§ GIVEN PASSAGE:
KING: Christiane, do you have a question for either General Clark or General Grange?

AMANPOUR: Yes, both or either. I just want to know from an Army perspective, what do you when you've besieged this capitols of these two big cities? How do you get the conditions right, as I think General Grange just said, or take it apart as General Clark said, to get in and control it?

I mean, it's obviously a lot is the psychological factor. People have been expecting an implosion from within. What do you do to actually get it without urban warfare?

KING: General Clark, do you want to handle that?

CLARK: Let me start with it, and then Dave Grange may want to come in, too.

KING: Sure.

CLARK: But I would think that the first thing you do in any case like this is you isolate the city, so it doesn't get reinforced. And then you identify the centers of resistance. That's already been done. To some extent, that's what the bombing campaign was about.

Then you conduct your probes. You identify. You psychologically demoralize. You use your technological advantages to set off -- to offset his advantage in infantry forces that he will have on the ground in any particular location. You find where you have an advantage in there. And then you begin to seize it.

You may end up cutting the city up into sectors. You may take out key portions of resistance. And you want to draw the enemy out, so that you can use your advantages, fire power, night vision, overhead technology against him.

KING: General Grange, anything you'd add?

GRANGE: I just wanted to say that if you take, for instance, the city of Basra with the British fighting down there, they could've rushed in right away. And this -- and having the conditions right is extremely important because there's windows of opportunity in all fights. And you want to take advantage of that when it is the best for you for a minimum amount of casualties, civilian casualties.

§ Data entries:

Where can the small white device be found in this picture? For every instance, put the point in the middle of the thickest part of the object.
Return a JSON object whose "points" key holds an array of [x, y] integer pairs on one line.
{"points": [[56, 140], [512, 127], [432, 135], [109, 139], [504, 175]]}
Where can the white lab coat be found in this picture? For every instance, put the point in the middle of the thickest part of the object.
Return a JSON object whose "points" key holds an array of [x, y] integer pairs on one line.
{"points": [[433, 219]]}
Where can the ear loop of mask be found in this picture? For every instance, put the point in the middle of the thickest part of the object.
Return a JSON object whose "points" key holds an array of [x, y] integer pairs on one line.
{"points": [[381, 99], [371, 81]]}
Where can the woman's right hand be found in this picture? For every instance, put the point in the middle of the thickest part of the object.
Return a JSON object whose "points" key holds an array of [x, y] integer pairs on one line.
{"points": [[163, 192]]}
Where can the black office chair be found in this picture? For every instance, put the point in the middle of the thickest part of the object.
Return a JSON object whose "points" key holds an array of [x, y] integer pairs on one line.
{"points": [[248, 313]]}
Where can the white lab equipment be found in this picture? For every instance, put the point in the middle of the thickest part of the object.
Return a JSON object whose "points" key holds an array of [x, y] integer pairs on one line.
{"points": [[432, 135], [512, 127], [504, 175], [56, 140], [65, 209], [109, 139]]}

§ PROBLEMS AND TASKS:
A – In the transcript about taking besieged cities, reproduce the passage that begins at the words "I mean, it's" and ends after the words "come in, too.".
B – Translate this sentence from the transcript about taking besieged cities into Spanish: "But I would think that the first thing you do in any case like this is you isolate the city, so it doesn't get reinforced."
C – Extend the transcript about taking besieged cities from its final line.

§ ANSWERS FOR THE TASKS:
A –
I mean, it's obviously a lot is the psychological factor. People have been expecting an implosion from within. What do you do to actually get it without urban warfare?

KING: General Clark, do you want to handle that?

CLARK: Let me start with it, and then Dave Grange may want to come in, too.

B – Pero yo pensaría que lo primero que se hace en cualquier caso como este es aislar la ciudad, para que no reciba refuerzos.

C –
And I think that's exactly what they did. They isolated the town so it couldn't be reinforced. Or if enemy forces broke out, they could be engaged. They wanted to keep the civilian casualties down. So they did surgical strikes within the city, very selective, much dependable -- dependent rather on intelligence.

And then when the conditions were right, they went ahead and went in because of the people of Basra, just like it's going to be in Baghdad, if the people don't want the change, then really, the military kind of has to wait for that because otherwise they'll be a lot of casualties. And it's unnecessary to just wait for the right conditions.

KING: Nic Robertson, you have a question for either or both generals?

ROBERTSON: Well, it follows up on what General Grange was saying, but this is open to General Clark as well. Obviously at this time, it is key to make sure that you win the hearts and minds, to reuse that well used phrase, if you will, to win the hearts and minds or keep the hearts and minds of the people.

But as you're attacking the military forces in the city, how do you effectively get that message across to the civilians whose houses may be being used as shields by the Iraqi military, who feel themselves caught up in the frontlines of a conflict? How do you -- I mean, it's so critical now, it seems, to get that message convincingly to the Iraqi people.

How do you do it?

KING: General Grange, do you want to take that one first?

GRANGE: Well, you know, Nic, I think what happens is you have to -- just the feel for this -- for the battlefield. You have to have actual intelligence. And a lot of that information comes from not only the technological advantages you have from overhead satellite imagery, from intercepts of signals intelligence, but actually working with the people to get pieces of information, and the piecing all that together.

And it takes a lot of time. It's like military intelligence, combined with police intelligence. And you kind of take that streetwise information, combined with the high technology, and paint a picture for your particular part of the fight.

And you almost have to have this feel for it, which involves people on the ground, interacting with as many people as you can, realizing it's very dangerous, because you don't know who's friend or who is foe. And you have to just feel that out.

It takes a lot of skill. It's the same thing in a peacekeeping operation as it is in combat, to be able to do this.

KING: General Clark, that's no walk in the park?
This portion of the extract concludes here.